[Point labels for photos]
──────────────────────────────

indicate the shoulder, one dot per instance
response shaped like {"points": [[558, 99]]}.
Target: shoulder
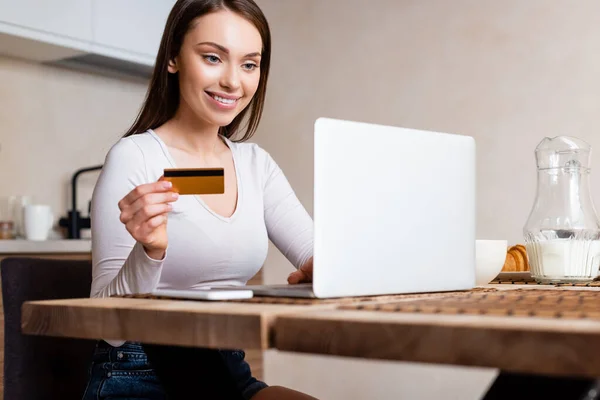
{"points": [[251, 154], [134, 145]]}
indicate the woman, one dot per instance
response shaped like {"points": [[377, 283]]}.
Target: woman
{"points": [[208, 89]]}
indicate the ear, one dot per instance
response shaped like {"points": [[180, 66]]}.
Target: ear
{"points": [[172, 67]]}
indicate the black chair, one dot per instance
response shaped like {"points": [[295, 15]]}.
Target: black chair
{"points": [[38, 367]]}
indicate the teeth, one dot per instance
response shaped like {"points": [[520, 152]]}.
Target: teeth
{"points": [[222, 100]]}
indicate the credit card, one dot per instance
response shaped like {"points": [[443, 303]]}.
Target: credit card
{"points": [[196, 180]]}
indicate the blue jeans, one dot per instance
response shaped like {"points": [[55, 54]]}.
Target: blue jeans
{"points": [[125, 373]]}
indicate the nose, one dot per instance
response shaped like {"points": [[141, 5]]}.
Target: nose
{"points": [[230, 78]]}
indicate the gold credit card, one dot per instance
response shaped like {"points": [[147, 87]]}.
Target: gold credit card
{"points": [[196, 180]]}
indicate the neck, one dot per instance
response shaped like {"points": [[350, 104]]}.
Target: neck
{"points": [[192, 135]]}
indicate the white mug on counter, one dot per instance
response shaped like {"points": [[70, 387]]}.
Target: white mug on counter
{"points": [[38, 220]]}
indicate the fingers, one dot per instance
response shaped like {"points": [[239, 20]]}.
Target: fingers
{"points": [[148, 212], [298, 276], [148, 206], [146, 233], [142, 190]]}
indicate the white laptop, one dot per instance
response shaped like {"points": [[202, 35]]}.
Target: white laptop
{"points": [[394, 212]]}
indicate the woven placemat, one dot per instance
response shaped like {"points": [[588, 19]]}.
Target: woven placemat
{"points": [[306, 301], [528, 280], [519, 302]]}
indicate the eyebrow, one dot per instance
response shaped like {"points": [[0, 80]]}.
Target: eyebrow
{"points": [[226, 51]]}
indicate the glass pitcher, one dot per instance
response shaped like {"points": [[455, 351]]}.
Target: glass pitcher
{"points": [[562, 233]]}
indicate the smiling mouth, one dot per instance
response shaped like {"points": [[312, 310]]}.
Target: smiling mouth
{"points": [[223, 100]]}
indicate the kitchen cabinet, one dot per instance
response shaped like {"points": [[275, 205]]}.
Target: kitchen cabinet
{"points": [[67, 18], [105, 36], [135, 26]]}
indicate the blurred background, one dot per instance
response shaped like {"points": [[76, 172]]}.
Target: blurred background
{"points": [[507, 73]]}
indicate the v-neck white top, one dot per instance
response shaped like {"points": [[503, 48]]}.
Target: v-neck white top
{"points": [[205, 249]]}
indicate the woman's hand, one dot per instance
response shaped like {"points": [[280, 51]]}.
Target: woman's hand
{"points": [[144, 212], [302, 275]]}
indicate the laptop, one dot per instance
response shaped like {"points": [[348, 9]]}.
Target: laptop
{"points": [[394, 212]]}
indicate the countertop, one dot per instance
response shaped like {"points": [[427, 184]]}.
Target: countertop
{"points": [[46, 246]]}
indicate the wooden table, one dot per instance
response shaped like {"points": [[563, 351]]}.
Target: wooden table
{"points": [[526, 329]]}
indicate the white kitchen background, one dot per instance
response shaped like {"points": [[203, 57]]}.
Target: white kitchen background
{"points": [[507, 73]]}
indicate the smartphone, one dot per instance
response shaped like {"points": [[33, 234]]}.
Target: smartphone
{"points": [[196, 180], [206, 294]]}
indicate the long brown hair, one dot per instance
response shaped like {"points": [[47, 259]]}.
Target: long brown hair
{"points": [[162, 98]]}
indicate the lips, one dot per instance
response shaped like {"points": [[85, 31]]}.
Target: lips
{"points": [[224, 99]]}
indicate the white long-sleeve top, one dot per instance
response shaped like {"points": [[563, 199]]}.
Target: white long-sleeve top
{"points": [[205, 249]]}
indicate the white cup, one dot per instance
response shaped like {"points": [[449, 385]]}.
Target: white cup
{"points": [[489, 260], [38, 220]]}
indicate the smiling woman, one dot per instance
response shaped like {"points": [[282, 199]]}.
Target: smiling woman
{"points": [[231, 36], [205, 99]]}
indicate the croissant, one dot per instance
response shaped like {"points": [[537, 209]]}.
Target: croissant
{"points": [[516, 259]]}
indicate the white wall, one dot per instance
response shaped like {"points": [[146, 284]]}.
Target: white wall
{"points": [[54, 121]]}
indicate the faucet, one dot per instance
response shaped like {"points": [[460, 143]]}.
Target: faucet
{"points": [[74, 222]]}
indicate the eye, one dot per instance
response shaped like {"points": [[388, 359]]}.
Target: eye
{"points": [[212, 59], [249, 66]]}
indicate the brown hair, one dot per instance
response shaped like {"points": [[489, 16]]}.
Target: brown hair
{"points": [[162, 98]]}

──────────────────────────────

## Problem requirements
Reproduce, unchanged, the lines from the one containing "indicate the brown hair, one dot per instance" through the end of the data.

## Written solution
indicate the brown hair, one dot per instance
response shaped like {"points": [[489, 16]]}.
Target: brown hair
{"points": [[162, 98]]}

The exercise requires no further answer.